▶ Your task: Every entry must reappear in your answer exactly as written, though its pictures must not.

▶ Provided records:
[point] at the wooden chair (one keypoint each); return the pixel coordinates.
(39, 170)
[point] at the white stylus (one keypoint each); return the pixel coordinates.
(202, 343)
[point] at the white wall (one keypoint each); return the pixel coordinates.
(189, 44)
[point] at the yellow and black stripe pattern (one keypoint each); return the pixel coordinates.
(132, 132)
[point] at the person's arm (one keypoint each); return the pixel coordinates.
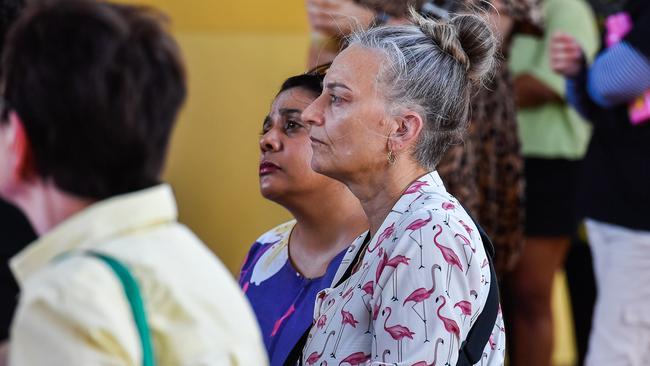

▶ Problem solution:
[point] at the wooden chair (one keypoint each); return the pixel coordinates.
(39, 170)
[point] at the white stylus (one keypoint each); return the pixel coordinates.
(202, 343)
[point] at the white wall (one keypoint each); return the pixel coordinates.
(189, 44)
[point] at the yellow and black stripe pattern (one keypoint each); return the pixel coordinates.
(132, 132)
[point] at the person's arm (one keypoint each); return the pixel coordinates.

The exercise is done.